## START Extracted text
Adds Causal Conv 1D kernel for mamba models #40765

MekkCyber · 2025-09-09T12:02:12Z

What does this PR do?

Adds the https://huggingface.co/kernels-community/causal-conv1d to the mamba model.

vasqu

Imo, the users should have both options: kernels and/or the original cuda kernel
(This will break for users that used the original kernels)

Also it could be done for more models - mamba2, bamba, jamba, ...

src/transformers/models/mamba/modeling_mamba.py

MekkCyber · 2025-09-09T13:22:32Z

Indeed, i guess i will keep the other import of causal-conv1d in case kernels is not installed for now

vasqu

Thank you, lgtm overall

Not now, but in the future it would be nice to have lazy loading like flash attention

vasqu · 2025-09-10T09:10:26Z

src/transformers/models/mamba/modeling_mamba.py

-                        " is None. Falling back to the mamba.py backend. To install follow https://github.com/state-spaces/mamba/#installation and"
## END Extracted text
## START Extracted entries
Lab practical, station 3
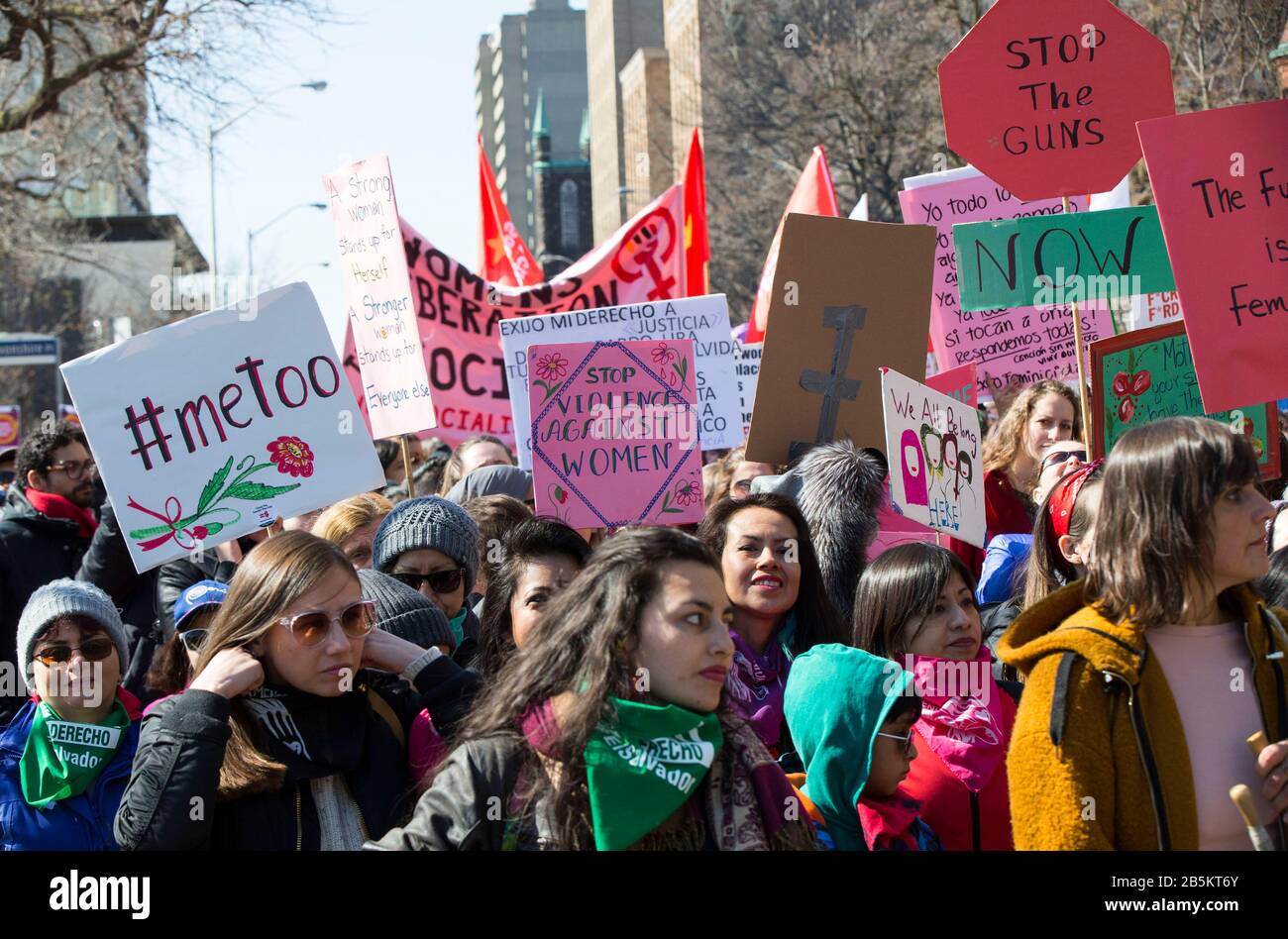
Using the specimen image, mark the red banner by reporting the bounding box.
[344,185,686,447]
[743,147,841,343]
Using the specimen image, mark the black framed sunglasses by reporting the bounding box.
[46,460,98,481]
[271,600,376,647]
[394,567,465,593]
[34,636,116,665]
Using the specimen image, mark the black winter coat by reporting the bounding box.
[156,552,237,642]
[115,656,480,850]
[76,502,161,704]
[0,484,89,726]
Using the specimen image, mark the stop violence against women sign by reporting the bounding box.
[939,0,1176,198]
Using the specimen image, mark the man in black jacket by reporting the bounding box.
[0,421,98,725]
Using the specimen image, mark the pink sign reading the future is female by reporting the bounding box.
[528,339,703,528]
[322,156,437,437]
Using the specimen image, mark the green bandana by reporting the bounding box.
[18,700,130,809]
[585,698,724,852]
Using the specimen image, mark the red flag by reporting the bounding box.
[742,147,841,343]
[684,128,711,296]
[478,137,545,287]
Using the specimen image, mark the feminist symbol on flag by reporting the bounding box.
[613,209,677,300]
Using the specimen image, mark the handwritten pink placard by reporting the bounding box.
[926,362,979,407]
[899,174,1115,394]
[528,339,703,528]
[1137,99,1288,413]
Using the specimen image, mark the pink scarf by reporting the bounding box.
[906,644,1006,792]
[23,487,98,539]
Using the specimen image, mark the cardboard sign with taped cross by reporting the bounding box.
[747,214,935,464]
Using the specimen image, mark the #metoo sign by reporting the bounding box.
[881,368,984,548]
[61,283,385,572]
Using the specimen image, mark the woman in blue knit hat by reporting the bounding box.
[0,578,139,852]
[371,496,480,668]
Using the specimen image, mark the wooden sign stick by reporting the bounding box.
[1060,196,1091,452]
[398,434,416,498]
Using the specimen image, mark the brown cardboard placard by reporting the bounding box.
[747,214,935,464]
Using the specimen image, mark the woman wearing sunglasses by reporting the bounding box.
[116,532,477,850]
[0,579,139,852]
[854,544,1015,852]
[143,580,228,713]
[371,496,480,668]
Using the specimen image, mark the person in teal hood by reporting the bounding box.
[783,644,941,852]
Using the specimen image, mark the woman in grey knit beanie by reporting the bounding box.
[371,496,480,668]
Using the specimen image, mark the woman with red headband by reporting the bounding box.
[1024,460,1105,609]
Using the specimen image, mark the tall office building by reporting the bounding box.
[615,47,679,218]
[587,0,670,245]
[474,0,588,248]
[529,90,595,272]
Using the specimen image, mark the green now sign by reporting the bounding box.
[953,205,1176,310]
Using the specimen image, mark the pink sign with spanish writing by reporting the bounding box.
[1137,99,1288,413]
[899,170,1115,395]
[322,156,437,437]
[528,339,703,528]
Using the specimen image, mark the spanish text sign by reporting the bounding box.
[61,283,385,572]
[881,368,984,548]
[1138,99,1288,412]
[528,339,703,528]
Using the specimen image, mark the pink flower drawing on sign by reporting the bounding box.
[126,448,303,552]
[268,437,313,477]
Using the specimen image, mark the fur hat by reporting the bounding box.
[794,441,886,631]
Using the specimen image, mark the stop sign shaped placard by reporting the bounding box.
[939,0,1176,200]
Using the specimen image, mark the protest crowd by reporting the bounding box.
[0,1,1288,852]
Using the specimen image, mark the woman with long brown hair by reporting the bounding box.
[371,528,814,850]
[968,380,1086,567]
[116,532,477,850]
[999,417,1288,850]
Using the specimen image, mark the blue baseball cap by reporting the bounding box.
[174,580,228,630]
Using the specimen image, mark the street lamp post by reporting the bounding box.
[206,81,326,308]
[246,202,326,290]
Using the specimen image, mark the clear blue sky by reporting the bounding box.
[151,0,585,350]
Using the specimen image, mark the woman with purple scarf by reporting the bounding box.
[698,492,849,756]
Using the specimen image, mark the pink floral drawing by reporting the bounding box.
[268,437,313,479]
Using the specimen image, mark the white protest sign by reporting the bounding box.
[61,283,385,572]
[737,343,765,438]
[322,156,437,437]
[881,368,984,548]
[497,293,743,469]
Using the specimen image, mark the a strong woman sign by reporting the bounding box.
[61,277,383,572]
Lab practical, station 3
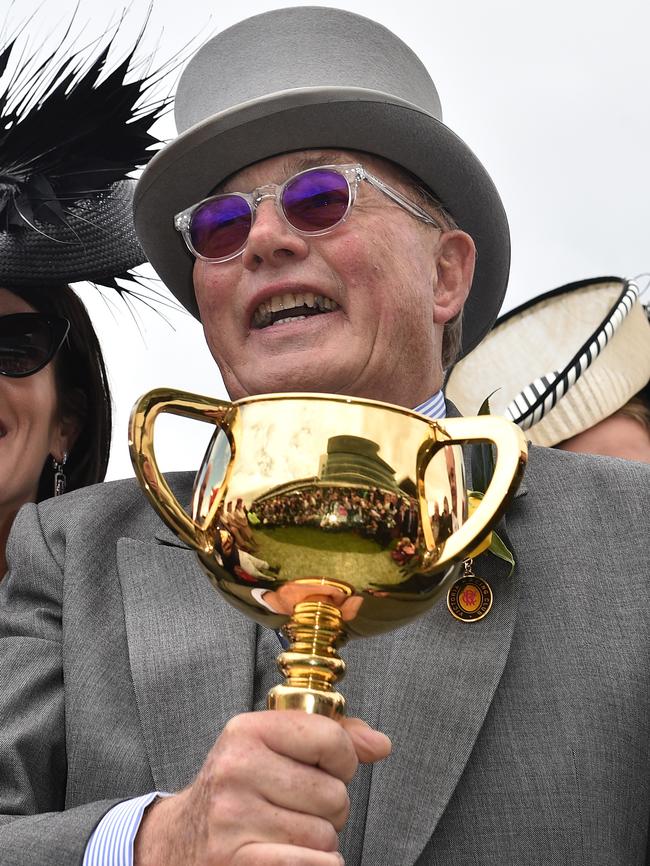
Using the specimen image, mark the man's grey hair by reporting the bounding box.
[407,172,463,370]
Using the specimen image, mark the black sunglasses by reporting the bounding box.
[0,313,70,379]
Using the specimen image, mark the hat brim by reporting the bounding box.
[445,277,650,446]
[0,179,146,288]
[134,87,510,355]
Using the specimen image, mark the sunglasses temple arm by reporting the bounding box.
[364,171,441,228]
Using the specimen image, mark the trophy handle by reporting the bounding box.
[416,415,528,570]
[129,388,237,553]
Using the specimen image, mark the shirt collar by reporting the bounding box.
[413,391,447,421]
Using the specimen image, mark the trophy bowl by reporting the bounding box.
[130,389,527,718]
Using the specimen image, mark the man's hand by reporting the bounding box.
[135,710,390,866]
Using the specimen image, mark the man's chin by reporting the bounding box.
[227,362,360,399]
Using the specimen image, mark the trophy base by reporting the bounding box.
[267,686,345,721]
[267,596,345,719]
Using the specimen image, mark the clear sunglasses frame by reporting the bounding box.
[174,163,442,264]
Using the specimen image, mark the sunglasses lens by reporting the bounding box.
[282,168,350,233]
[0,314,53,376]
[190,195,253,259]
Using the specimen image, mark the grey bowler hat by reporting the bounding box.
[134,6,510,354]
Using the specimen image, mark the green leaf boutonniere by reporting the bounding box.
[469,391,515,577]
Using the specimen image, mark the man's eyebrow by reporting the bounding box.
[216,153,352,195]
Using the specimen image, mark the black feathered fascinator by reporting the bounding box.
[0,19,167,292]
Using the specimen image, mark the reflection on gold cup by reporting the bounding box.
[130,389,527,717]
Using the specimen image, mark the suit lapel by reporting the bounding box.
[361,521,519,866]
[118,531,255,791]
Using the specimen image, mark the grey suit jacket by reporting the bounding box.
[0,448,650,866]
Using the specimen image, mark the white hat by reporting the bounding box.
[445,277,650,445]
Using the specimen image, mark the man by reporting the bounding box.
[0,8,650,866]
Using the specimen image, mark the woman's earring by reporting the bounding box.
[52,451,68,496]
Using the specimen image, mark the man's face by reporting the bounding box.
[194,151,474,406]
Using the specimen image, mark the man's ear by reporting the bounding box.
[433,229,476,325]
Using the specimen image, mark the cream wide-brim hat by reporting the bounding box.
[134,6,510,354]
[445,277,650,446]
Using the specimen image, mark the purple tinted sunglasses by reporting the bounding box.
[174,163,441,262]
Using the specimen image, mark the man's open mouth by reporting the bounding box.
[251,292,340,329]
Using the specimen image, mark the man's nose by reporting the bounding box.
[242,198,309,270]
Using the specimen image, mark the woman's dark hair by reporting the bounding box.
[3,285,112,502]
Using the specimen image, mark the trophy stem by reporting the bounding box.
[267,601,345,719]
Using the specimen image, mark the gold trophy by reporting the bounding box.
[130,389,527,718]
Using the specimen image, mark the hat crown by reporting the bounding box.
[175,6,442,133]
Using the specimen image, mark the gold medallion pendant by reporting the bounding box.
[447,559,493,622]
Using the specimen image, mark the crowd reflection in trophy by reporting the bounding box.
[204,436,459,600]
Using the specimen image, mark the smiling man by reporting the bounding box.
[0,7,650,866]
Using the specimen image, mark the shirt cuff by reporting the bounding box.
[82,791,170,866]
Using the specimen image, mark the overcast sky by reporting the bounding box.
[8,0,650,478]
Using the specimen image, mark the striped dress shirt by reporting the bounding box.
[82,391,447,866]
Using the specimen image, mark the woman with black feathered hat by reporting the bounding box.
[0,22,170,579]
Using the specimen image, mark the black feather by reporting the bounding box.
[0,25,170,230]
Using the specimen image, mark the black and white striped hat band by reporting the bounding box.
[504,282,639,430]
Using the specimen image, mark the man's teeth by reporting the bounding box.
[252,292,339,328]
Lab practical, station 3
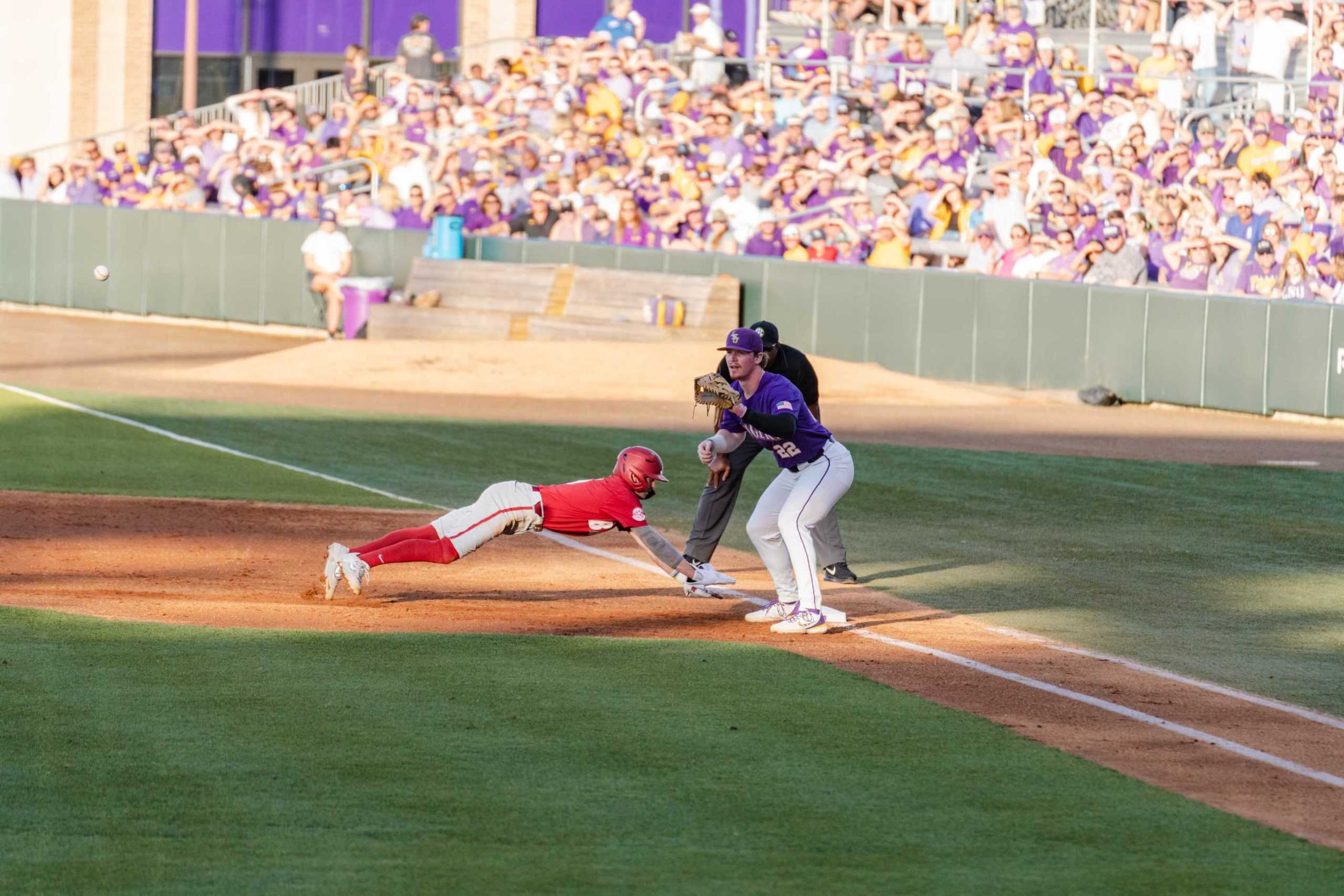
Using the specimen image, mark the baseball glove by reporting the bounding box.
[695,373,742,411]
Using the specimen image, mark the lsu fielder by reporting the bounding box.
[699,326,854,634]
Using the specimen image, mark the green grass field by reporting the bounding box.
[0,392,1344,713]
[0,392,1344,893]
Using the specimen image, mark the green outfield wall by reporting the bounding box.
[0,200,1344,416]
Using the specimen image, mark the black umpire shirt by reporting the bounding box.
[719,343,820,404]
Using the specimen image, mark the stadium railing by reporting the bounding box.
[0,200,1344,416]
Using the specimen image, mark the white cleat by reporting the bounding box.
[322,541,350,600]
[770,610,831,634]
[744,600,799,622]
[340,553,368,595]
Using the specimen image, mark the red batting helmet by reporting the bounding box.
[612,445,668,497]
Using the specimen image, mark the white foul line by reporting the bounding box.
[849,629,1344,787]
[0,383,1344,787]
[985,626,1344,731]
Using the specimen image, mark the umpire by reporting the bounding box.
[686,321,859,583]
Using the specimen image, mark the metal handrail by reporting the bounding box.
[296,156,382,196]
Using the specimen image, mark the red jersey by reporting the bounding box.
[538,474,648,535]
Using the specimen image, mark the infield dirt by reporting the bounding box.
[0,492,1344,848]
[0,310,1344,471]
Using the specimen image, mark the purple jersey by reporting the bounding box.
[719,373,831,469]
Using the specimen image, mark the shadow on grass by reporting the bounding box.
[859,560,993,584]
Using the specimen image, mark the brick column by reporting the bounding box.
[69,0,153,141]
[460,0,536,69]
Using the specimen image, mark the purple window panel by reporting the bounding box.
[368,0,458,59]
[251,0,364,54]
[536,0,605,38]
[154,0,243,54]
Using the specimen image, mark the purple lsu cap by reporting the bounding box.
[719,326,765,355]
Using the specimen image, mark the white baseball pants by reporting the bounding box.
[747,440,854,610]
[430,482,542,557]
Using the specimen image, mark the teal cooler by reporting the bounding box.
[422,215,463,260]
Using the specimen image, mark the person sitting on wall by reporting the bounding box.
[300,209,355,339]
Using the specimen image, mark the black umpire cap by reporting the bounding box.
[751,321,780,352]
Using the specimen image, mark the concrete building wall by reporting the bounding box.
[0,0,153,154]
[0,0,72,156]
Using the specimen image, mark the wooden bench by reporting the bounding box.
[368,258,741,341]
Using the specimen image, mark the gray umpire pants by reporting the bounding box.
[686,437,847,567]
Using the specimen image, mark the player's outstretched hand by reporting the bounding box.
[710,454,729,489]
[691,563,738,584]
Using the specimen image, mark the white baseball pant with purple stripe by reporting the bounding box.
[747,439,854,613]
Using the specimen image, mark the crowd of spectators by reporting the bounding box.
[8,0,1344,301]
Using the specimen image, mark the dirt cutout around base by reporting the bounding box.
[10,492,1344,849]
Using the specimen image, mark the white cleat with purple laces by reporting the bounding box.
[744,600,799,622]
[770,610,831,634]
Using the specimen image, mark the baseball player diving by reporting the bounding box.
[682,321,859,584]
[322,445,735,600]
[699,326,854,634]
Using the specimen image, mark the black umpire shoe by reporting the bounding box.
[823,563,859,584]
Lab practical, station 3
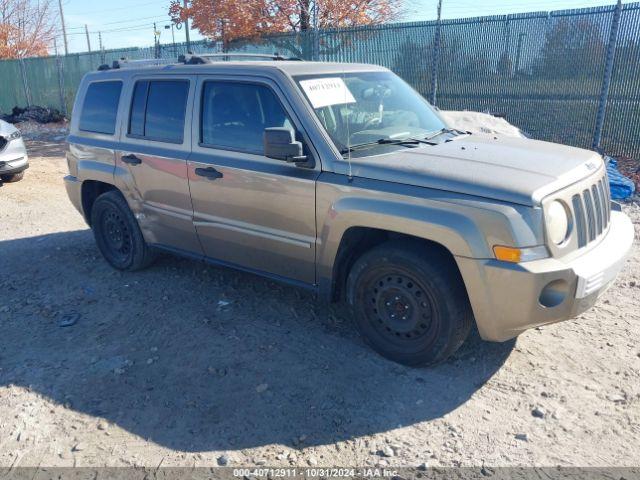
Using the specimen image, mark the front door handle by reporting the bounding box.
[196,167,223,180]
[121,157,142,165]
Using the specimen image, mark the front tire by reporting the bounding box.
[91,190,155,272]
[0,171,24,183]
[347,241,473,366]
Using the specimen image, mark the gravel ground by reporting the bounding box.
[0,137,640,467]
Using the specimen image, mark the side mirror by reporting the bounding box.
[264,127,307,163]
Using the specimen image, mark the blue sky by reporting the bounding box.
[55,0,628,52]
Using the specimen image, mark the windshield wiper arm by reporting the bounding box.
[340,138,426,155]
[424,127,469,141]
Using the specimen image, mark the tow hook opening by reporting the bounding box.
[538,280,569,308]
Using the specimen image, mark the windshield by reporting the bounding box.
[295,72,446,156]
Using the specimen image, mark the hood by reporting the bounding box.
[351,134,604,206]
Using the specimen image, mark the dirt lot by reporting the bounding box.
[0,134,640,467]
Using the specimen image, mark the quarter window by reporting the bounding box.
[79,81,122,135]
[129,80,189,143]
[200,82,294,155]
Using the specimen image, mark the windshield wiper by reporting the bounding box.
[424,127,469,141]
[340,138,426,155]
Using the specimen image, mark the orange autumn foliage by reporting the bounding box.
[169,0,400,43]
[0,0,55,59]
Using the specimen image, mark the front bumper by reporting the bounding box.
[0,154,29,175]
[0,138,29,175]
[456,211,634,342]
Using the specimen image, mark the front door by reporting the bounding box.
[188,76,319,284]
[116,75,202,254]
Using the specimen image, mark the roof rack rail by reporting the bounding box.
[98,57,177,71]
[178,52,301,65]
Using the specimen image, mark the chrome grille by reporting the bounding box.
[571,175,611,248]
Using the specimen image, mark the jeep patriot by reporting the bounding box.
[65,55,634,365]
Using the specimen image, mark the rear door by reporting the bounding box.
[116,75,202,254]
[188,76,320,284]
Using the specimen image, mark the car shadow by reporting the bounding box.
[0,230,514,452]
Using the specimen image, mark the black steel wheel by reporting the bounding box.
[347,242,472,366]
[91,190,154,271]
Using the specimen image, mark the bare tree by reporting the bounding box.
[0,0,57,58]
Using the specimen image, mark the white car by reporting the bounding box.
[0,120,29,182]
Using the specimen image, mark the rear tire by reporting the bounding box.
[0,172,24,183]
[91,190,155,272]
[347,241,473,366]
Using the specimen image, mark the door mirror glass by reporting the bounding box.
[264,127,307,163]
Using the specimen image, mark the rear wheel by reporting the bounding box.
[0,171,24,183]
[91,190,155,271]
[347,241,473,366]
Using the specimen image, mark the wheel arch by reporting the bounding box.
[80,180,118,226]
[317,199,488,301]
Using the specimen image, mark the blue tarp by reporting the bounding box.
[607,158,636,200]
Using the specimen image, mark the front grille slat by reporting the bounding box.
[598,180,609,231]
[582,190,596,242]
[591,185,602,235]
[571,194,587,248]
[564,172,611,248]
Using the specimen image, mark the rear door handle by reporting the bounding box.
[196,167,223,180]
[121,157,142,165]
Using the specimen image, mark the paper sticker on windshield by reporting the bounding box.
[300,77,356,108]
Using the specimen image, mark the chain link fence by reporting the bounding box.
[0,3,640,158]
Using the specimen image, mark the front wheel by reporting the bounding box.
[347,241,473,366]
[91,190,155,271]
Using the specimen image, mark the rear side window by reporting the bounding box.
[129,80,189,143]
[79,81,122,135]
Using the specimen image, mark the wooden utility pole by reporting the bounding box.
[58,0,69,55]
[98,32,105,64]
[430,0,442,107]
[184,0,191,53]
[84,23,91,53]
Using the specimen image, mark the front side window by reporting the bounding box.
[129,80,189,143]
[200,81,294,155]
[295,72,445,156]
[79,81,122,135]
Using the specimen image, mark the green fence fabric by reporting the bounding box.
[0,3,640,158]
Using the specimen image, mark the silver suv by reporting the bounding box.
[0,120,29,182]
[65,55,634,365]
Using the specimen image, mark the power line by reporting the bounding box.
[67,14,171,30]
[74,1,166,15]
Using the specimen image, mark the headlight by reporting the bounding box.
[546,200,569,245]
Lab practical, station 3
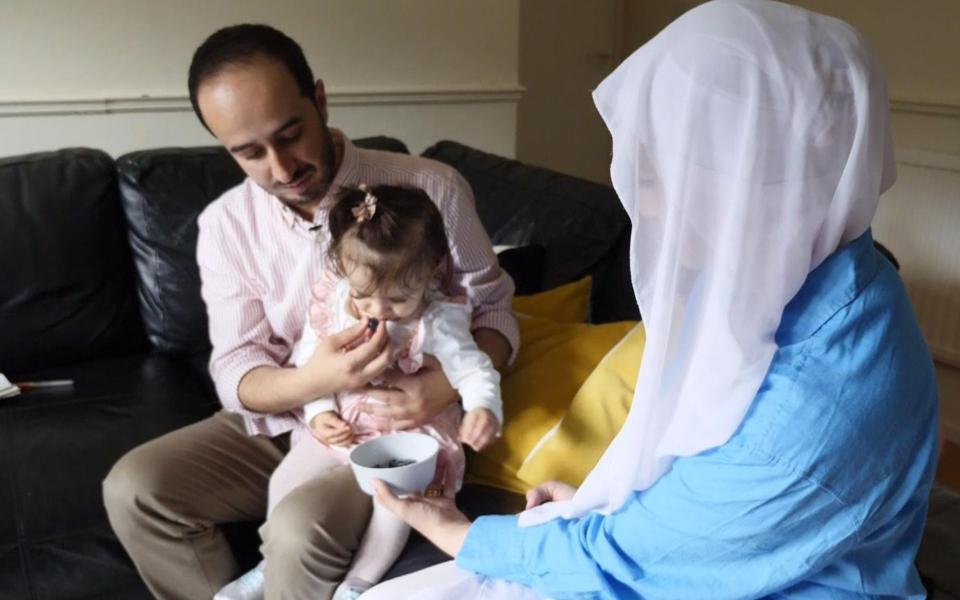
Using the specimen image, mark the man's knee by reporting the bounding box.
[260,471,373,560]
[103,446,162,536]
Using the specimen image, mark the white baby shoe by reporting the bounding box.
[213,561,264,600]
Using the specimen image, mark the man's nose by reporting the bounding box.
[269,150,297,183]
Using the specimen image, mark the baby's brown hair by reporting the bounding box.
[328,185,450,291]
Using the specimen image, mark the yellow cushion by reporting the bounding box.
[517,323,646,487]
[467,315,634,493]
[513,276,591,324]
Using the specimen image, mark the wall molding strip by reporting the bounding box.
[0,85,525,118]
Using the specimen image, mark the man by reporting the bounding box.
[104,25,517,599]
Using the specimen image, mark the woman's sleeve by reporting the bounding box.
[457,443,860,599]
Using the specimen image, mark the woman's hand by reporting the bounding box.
## END Extracted entries
> _Challenges_
1. In the pull request thread on the Causal Conv 1D kernel, which other models does vasqu say the change could also be made for?
2. Carry on the pull request thread on the Causal Conv 1D kernel from its final line.

> _The results_
1. Mamba2, bamba, and jamba.

2.
-                        " https://github.com/Dao-AILab/causal-conv1d"
+                        " is None. Falling back to the mamba.py backend. To install follow https://github.com/state-spaces/mamba/#installation for mamba-ssm and"
+                        " install the kernels library using `pip install kernels`"


I think we need to revamp the message? Just so people know that both are possible

Yes done, but for V5 I guess we need to start pushing people to use extensively kernels since it's a lot better

HuggingFaceDocBuilderDev · 2025-09-11T12:57:03Z

The docs for this PR live here. All of your documentation changes will be reflected on that endpoint. The docs are available until 30 days after the last update.

ArthurZucker

Thanks, the _lazy_loading_kernel is counter intutive and IMO not needed as it just wraps around get kernel

ArthurZucker · 2025-09-11T13:33:34Z

src/transformers/integrations/hub_kernels.py

+def _lazy_loading_kernel(kernel_name: str) -> None:
+    kernel = get_kernel(kernel_name)
+    return kernel


not sure how this one is actualy lazy? but does not really seem needed

Hmm, not taking a careful look but the why for lazy loading on causal conv1d is the same as for flash attn:

the builds are not always stable and can lead easily to torch mismatches

if someone doesnt use this then they shouldnt be affected by it (ie it should not crash)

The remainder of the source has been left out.